▶ Instruction
Retype word for word the part of the material below that opens with the line containing "357, row 39." and closes with the line containing "column 427, row 145". Include both of those lines and nothing else.

=-=-=

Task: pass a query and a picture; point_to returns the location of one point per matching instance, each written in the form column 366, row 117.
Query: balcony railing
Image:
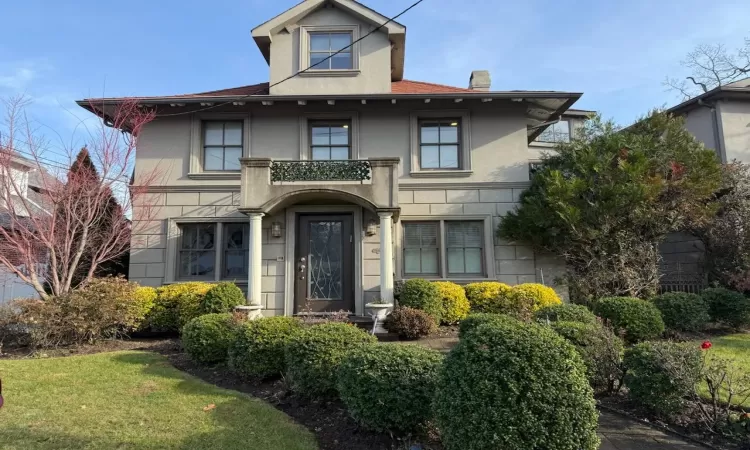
column 334, row 170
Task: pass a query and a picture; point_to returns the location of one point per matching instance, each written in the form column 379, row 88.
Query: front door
column 324, row 263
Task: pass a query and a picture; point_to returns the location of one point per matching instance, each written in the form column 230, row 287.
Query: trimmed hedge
column 258, row 346
column 682, row 311
column 422, row 294
column 487, row 296
column 661, row 374
column 221, row 298
column 511, row 385
column 455, row 303
column 389, row 387
column 640, row 319
column 727, row 307
column 313, row 355
column 207, row 338
column 566, row 312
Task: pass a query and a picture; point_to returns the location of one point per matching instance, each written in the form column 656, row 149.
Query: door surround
column 291, row 245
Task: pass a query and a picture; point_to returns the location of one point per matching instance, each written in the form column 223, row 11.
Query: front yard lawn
column 132, row 400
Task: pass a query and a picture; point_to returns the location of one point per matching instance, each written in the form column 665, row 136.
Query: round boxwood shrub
column 566, row 312
column 682, row 311
column 512, row 385
column 640, row 319
column 222, row 297
column 487, row 296
column 455, row 303
column 600, row 349
column 258, row 346
column 313, row 355
column 409, row 323
column 206, row 338
column 661, row 374
column 422, row 294
column 727, row 307
column 389, row 387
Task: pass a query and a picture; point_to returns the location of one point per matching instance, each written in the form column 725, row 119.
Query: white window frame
column 464, row 169
column 304, row 50
column 488, row 250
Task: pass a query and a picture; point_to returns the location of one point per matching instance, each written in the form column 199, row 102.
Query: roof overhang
column 263, row 33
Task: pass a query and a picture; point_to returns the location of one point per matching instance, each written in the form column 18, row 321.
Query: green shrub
column 455, row 303
column 389, row 387
column 640, row 319
column 206, row 338
column 727, row 307
column 313, row 355
column 422, row 294
column 566, row 312
column 176, row 304
column 660, row 374
column 487, row 296
column 222, row 297
column 512, row 385
column 258, row 346
column 682, row 311
column 600, row 349
column 410, row 323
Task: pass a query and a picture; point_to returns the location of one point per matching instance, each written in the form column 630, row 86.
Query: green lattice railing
column 337, row 170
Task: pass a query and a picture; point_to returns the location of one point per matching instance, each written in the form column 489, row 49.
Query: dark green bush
column 600, row 349
column 516, row 386
column 682, row 311
column 567, row 312
column 727, row 307
column 422, row 294
column 258, row 346
column 661, row 373
column 410, row 323
column 313, row 356
column 221, row 298
column 206, row 338
column 389, row 387
column 640, row 319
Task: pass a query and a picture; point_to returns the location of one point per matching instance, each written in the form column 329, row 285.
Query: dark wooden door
column 324, row 263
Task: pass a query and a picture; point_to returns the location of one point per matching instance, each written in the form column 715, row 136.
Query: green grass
column 132, row 400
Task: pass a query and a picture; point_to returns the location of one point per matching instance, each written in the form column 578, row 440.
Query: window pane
column 449, row 156
column 213, row 158
column 213, row 133
column 430, row 157
column 430, row 134
column 319, row 42
column 341, row 61
column 233, row 133
column 232, row 155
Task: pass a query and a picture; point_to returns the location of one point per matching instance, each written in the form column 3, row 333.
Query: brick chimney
column 480, row 80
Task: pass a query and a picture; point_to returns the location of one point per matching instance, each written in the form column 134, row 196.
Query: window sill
column 330, row 73
column 441, row 173
column 214, row 176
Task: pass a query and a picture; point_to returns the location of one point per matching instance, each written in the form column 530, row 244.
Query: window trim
column 464, row 150
column 303, row 61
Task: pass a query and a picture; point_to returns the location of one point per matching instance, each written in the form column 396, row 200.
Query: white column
column 386, row 256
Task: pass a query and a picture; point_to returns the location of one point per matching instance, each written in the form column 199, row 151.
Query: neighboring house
column 317, row 191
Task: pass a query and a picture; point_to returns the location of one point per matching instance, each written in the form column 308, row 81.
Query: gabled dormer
column 307, row 34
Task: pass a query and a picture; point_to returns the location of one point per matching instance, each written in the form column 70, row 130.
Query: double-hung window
column 458, row 245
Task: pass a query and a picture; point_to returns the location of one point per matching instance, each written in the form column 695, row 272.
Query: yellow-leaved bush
column 487, row 296
column 455, row 304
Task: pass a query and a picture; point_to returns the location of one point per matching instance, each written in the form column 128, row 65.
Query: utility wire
column 301, row 71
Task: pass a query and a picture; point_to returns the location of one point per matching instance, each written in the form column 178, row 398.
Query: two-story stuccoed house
column 315, row 190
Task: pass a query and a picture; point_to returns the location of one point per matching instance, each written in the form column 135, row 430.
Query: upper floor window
column 439, row 143
column 323, row 48
column 330, row 140
column 555, row 133
column 222, row 145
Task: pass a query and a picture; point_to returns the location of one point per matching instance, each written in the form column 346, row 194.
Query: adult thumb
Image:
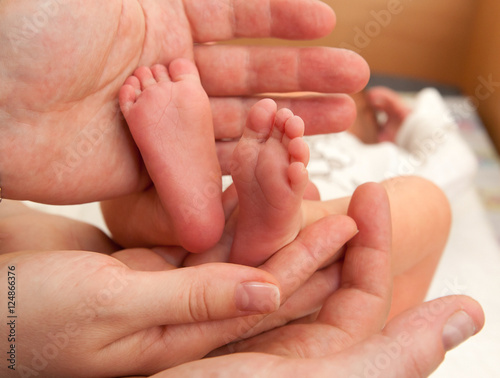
column 196, row 294
column 414, row 343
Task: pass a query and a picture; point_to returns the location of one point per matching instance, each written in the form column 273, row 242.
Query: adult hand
column 344, row 339
column 84, row 309
column 64, row 62
column 413, row 344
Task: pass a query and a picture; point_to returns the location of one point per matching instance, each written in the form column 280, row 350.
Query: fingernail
column 257, row 297
column 457, row 329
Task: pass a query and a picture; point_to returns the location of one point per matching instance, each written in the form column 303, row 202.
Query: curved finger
column 140, row 300
column 228, row 19
column 248, row 70
column 296, row 263
column 361, row 305
column 414, row 343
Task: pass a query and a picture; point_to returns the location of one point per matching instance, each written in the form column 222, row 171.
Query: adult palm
column 62, row 64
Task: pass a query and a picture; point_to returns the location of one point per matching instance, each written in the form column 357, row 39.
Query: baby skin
column 269, row 173
column 170, row 119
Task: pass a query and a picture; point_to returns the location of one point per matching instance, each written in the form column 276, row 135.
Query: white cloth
column 427, row 145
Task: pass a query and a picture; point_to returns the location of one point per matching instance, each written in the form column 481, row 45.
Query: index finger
column 246, row 70
column 218, row 20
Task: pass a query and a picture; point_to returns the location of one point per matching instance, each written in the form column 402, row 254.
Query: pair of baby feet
column 169, row 116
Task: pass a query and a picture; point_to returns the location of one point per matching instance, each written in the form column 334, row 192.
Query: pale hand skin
column 92, row 315
column 350, row 336
column 63, row 63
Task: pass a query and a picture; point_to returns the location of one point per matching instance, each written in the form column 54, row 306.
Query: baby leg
column 270, row 176
column 169, row 116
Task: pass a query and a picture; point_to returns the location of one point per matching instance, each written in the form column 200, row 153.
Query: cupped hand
column 349, row 336
column 63, row 64
column 91, row 314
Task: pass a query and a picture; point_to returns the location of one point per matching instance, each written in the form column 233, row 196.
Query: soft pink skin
column 270, row 176
column 169, row 116
column 59, row 114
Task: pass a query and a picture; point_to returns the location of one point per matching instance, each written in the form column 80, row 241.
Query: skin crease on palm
column 62, row 64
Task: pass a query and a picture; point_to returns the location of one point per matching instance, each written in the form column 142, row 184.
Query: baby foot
column 270, row 176
column 170, row 119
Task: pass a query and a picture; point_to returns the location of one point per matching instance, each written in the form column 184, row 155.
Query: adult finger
column 228, row 19
column 245, row 70
column 140, row 300
column 414, row 343
column 360, row 307
column 295, row 268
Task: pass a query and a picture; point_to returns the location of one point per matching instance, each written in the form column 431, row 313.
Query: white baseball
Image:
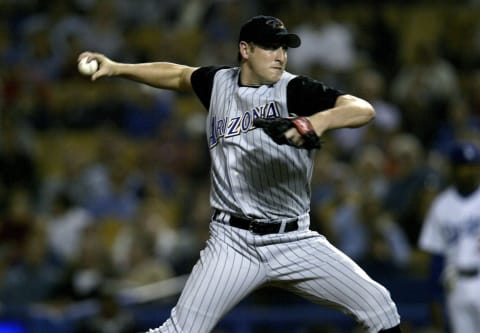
column 87, row 68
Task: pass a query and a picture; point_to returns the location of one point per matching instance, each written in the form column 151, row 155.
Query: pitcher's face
column 263, row 64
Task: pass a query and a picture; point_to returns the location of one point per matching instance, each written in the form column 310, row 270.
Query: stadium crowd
column 106, row 183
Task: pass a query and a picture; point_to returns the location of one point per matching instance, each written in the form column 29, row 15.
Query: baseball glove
column 276, row 128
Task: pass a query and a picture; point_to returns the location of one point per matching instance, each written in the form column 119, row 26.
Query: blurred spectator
column 18, row 165
column 460, row 124
column 30, row 276
column 423, row 88
column 389, row 249
column 370, row 85
column 409, row 178
column 84, row 277
column 65, row 226
column 339, row 213
column 326, row 43
column 111, row 318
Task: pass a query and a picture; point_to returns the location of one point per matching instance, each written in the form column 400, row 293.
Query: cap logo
column 275, row 23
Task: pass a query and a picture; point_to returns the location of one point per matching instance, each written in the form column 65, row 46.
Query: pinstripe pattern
column 254, row 177
column 250, row 176
column 235, row 262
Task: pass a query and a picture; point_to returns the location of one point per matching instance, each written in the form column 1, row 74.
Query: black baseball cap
column 267, row 30
column 464, row 153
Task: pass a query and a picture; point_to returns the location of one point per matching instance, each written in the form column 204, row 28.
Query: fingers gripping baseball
column 277, row 127
column 104, row 66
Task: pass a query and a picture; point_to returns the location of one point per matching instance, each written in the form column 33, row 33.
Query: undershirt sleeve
column 202, row 83
column 306, row 96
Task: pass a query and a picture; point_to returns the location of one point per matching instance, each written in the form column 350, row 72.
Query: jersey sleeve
column 431, row 238
column 202, row 83
column 306, row 96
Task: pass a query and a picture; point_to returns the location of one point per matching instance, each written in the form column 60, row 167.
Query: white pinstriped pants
column 235, row 262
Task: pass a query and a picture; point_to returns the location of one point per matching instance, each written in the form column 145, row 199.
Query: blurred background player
column 452, row 231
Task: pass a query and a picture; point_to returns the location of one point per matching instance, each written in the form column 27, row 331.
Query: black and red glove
column 276, row 128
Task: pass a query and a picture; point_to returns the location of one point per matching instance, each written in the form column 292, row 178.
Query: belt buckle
column 253, row 227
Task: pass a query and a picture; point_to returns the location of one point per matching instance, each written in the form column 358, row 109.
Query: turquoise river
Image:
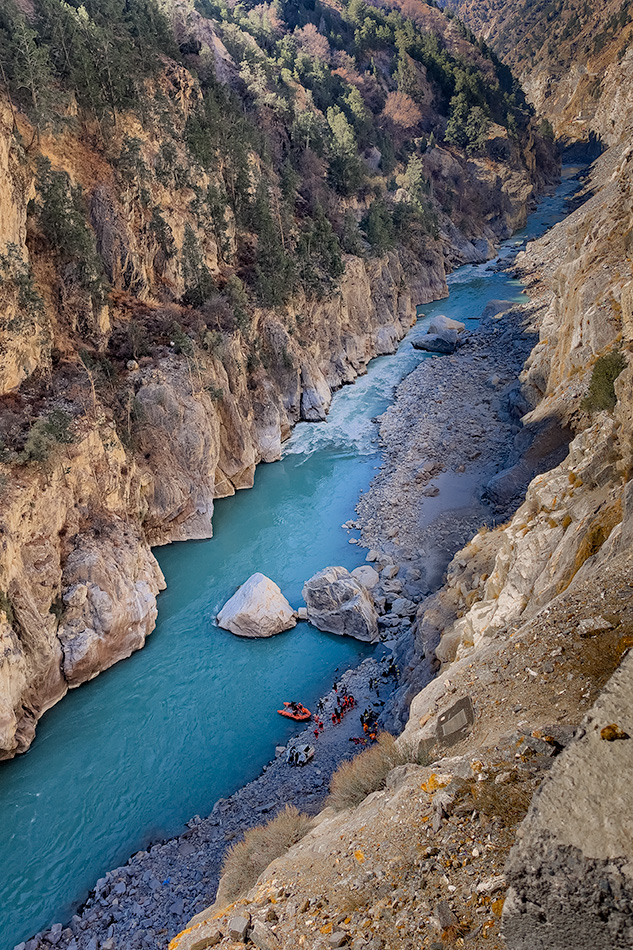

=-=-=

▶ The reply
Task: pass a query and a picture; point_to returns the location of one point per matching instance, each written in the form column 357, row 39.
Query: baby skin
column 269, row 173
column 170, row 119
Task: pass a query and a picture; point_to returns the location of one point per matching instance, each written in the form column 276, row 135.
Query: white cloth
column 427, row 145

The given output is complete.